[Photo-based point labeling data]

════════════════════

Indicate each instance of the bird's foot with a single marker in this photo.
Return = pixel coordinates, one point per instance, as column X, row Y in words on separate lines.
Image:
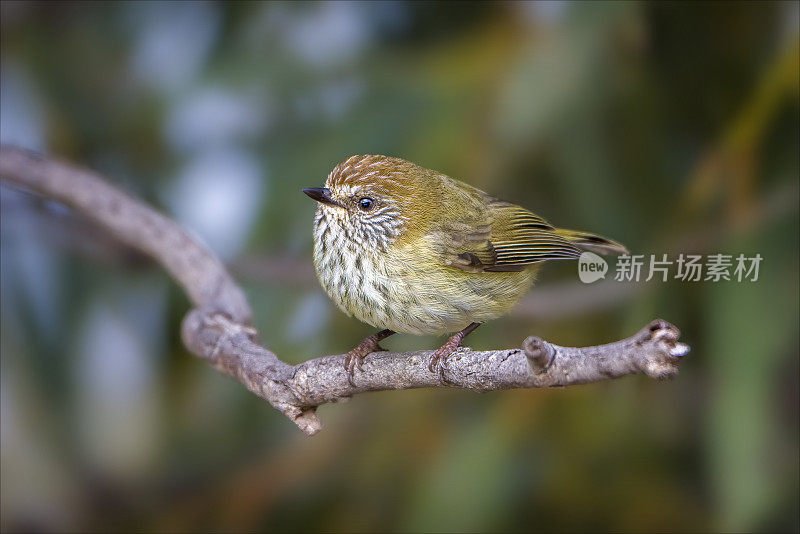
column 354, row 358
column 438, row 363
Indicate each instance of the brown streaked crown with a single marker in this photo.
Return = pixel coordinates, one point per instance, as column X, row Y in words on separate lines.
column 361, row 170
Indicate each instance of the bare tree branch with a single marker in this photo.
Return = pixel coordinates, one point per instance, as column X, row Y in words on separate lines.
column 219, row 329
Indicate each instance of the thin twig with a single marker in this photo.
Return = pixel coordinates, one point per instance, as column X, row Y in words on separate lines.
column 219, row 330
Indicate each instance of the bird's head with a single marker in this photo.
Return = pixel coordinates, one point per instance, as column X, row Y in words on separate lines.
column 370, row 198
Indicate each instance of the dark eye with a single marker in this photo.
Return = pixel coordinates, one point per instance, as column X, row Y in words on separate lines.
column 365, row 204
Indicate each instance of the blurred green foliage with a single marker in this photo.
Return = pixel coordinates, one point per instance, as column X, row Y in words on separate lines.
column 670, row 127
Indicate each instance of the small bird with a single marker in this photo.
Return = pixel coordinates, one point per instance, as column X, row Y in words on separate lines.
column 407, row 249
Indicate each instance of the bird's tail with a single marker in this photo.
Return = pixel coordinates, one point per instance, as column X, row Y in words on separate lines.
column 592, row 242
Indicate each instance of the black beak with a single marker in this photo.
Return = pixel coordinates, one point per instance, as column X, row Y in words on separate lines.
column 322, row 194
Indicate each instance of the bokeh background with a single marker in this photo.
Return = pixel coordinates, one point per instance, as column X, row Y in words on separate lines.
column 670, row 127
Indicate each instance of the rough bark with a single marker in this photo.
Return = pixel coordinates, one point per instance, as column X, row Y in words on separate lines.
column 219, row 329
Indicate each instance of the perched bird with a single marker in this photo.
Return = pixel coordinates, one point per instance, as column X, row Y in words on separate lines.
column 408, row 249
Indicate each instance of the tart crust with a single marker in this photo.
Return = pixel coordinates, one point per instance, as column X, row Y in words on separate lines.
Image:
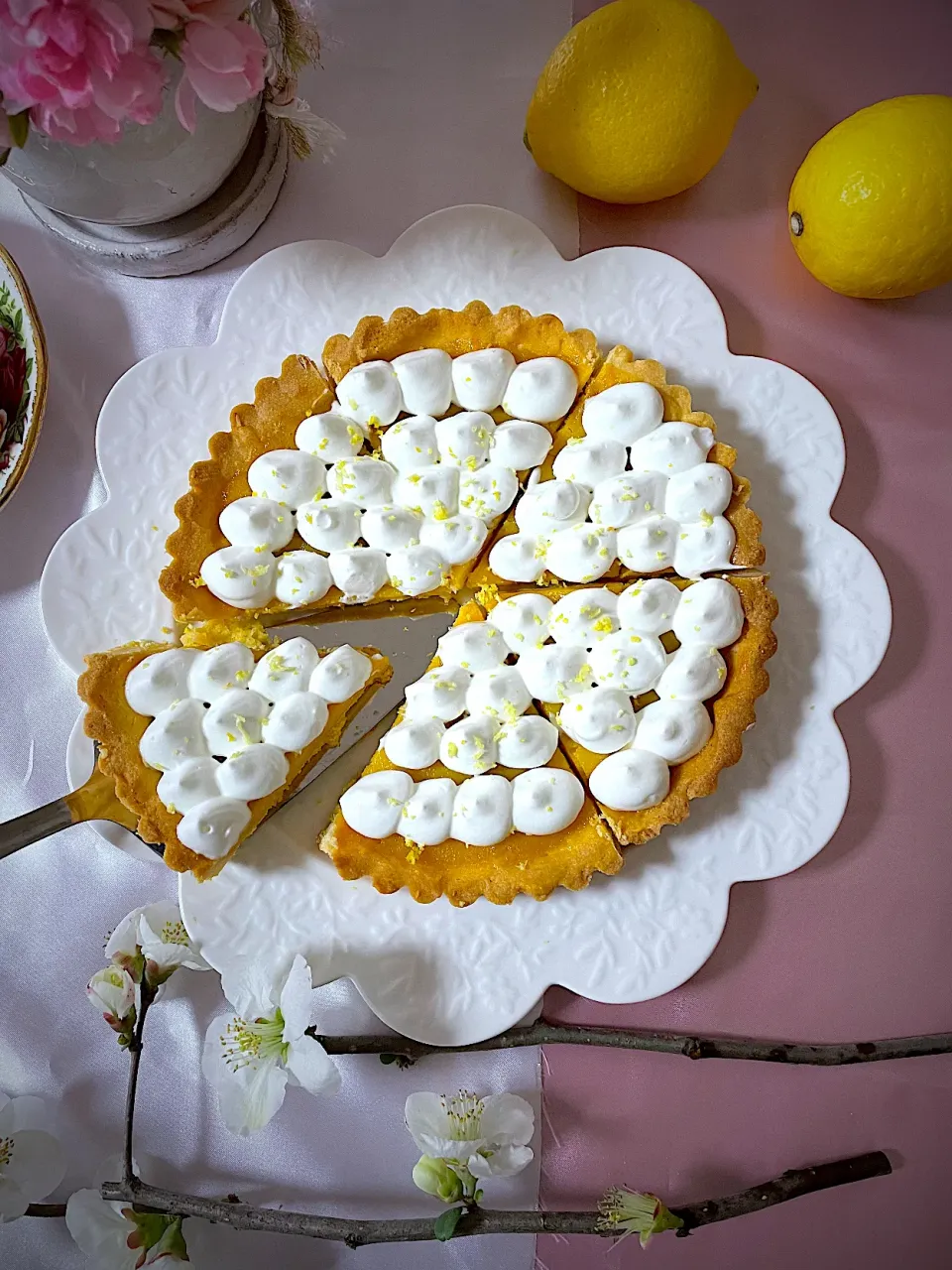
column 299, row 391
column 522, row 864
column 733, row 711
column 460, row 331
column 621, row 366
column 118, row 729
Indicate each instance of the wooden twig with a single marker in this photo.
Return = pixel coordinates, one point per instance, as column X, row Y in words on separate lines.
column 358, row 1232
column 405, row 1051
column 146, row 996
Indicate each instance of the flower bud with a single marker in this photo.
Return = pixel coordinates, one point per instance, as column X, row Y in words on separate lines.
column 435, row 1178
column 112, row 991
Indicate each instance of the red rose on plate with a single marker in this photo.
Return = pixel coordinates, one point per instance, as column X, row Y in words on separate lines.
column 13, row 377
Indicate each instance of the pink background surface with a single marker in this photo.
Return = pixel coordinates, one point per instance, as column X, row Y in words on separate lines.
column 856, row 944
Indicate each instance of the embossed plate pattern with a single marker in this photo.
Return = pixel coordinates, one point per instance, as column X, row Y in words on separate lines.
column 429, row 970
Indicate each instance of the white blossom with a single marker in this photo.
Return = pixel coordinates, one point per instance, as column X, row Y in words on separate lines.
column 159, row 931
column 116, row 1237
column 113, row 992
column 635, row 1213
column 489, row 1137
column 254, row 1055
column 31, row 1157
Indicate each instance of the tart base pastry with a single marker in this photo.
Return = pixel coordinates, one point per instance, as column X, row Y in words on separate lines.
column 118, row 729
column 301, row 391
column 733, row 712
column 522, row 864
column 621, row 366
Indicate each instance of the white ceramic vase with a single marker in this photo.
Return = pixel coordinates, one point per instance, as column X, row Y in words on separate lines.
column 153, row 173
column 160, row 200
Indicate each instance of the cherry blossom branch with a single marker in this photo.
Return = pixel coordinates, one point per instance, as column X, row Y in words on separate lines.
column 146, row 996
column 477, row 1220
column 404, row 1051
column 358, row 1232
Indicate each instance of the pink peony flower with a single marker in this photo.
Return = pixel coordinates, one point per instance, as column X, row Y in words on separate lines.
column 81, row 66
column 222, row 64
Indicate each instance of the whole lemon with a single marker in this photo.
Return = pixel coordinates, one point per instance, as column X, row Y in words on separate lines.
column 871, row 207
column 639, row 100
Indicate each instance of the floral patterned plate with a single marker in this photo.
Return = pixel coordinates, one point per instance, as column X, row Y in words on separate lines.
column 22, row 376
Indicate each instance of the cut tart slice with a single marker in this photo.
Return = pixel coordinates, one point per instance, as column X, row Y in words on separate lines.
column 653, row 685
column 635, row 485
column 203, row 744
column 386, row 495
column 484, row 806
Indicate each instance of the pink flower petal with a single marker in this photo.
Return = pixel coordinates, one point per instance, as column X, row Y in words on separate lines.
column 64, row 27
column 214, row 48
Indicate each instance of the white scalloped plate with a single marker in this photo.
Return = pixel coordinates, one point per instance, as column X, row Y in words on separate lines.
column 431, row 971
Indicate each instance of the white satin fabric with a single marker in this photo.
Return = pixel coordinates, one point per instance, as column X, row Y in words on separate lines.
column 430, row 94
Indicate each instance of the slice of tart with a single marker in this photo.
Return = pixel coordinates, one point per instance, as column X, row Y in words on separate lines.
column 470, row 793
column 385, row 495
column 652, row 685
column 202, row 744
column 635, row 485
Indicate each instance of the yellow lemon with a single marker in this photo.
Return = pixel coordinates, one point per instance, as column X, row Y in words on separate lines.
column 871, row 207
column 639, row 100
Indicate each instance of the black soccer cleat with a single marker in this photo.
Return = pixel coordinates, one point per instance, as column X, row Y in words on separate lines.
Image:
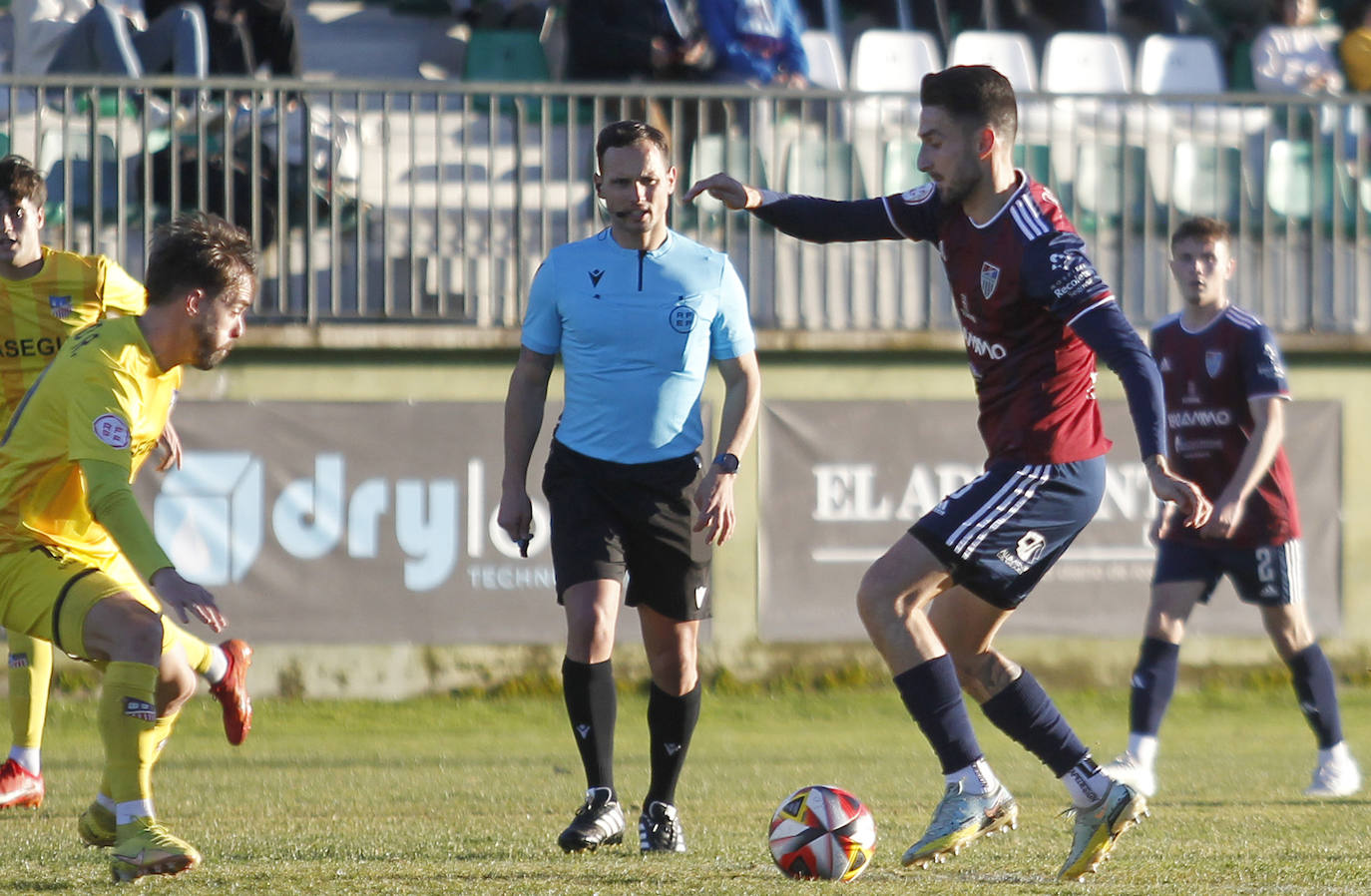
column 598, row 822
column 660, row 829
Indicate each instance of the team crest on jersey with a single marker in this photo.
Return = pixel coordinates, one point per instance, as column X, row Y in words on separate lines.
column 111, row 430
column 682, row 318
column 919, row 194
column 989, row 278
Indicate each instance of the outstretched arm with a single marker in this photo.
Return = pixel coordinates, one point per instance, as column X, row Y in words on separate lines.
column 1106, row 330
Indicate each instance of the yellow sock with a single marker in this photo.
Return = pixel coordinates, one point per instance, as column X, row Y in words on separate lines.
column 128, row 723
column 197, row 651
column 30, row 672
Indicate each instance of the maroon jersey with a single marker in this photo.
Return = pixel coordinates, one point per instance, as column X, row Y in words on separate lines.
column 1019, row 281
column 1209, row 378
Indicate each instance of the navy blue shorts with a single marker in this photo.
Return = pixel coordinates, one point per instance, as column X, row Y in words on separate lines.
column 1270, row 576
column 1001, row 532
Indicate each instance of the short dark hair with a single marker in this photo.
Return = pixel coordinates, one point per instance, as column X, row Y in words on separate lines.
column 19, row 181
column 626, row 135
column 1201, row 228
column 974, row 95
column 198, row 250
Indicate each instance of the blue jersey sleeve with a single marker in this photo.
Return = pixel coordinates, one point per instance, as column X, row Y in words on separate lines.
column 1114, row 340
column 1059, row 275
column 731, row 333
column 828, row 221
column 1264, row 367
column 543, row 320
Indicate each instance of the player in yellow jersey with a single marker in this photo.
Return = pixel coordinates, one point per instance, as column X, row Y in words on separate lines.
column 46, row 294
column 68, row 461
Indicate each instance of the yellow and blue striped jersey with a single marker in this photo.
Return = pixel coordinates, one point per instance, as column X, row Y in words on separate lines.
column 102, row 399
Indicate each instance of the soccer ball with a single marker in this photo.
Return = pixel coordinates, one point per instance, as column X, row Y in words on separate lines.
column 821, row 833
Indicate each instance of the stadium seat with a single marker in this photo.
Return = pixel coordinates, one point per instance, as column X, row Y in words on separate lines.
column 825, row 61
column 1206, row 180
column 1177, row 65
column 721, row 153
column 1011, row 52
column 1301, row 184
column 824, row 168
column 1082, row 62
column 891, row 62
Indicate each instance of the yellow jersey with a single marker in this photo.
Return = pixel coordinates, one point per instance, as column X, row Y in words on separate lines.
column 39, row 312
column 102, row 399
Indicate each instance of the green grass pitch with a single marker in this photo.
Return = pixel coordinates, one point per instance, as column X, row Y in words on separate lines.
column 468, row 795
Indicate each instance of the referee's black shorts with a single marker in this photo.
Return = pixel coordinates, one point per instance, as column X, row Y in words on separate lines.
column 615, row 518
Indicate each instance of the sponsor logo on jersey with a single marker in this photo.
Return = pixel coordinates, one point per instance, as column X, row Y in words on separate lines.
column 919, row 194
column 142, row 709
column 989, row 278
column 1199, row 417
column 111, row 430
column 979, row 345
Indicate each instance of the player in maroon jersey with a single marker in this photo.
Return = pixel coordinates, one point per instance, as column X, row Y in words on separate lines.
column 1034, row 315
column 1226, row 391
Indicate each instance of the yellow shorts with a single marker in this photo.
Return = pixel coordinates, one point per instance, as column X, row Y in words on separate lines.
column 47, row 595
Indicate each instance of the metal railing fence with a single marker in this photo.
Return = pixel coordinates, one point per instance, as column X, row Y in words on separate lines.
column 433, row 203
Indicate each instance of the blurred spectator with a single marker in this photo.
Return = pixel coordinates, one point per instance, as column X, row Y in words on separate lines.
column 245, row 35
column 755, row 41
column 619, row 40
column 1356, row 47
column 1296, row 52
column 84, row 36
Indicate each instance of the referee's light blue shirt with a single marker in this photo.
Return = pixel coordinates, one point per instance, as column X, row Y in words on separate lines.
column 637, row 331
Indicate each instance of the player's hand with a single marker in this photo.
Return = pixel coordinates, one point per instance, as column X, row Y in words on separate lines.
column 516, row 517
column 726, row 190
column 1224, row 520
column 187, row 598
column 171, row 447
column 714, row 502
column 1191, row 504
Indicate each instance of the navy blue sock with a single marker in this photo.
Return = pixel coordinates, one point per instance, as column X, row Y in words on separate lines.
column 1030, row 718
column 671, row 720
column 593, row 707
column 1318, row 694
column 933, row 696
column 1153, row 685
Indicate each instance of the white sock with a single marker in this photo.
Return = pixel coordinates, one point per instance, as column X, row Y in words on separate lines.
column 975, row 778
column 125, row 812
column 1338, row 752
column 1086, row 782
column 1143, row 748
column 219, row 667
column 28, row 756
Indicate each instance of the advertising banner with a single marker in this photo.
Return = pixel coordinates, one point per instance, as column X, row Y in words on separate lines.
column 843, row 480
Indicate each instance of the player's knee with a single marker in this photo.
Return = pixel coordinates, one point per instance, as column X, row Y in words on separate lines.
column 121, row 629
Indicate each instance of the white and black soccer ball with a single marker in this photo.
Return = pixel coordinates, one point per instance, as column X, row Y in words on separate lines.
column 821, row 832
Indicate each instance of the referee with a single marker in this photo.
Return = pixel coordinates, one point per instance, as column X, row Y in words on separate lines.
column 637, row 312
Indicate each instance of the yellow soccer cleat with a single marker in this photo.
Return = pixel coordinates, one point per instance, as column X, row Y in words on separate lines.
column 96, row 826
column 1099, row 826
column 149, row 848
column 961, row 818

════════════════════

▶ GOAL OF THE EXERCISE
Edit the entries from the line with "Indicate each instance of the player's hand" up to and including the line with "column 1191, row 504" so that "single marker" becomes "single point". Leave everything else unchanged and give back only those lines.

▶ THE RESPONSE
Indicate each instance of the player's hand with a single point in this photo.
Return = pixel coordinates, one point per instance, as column X, row Y in words on separate lines.
column 516, row 517
column 726, row 190
column 1224, row 520
column 187, row 598
column 171, row 447
column 714, row 502
column 1191, row 504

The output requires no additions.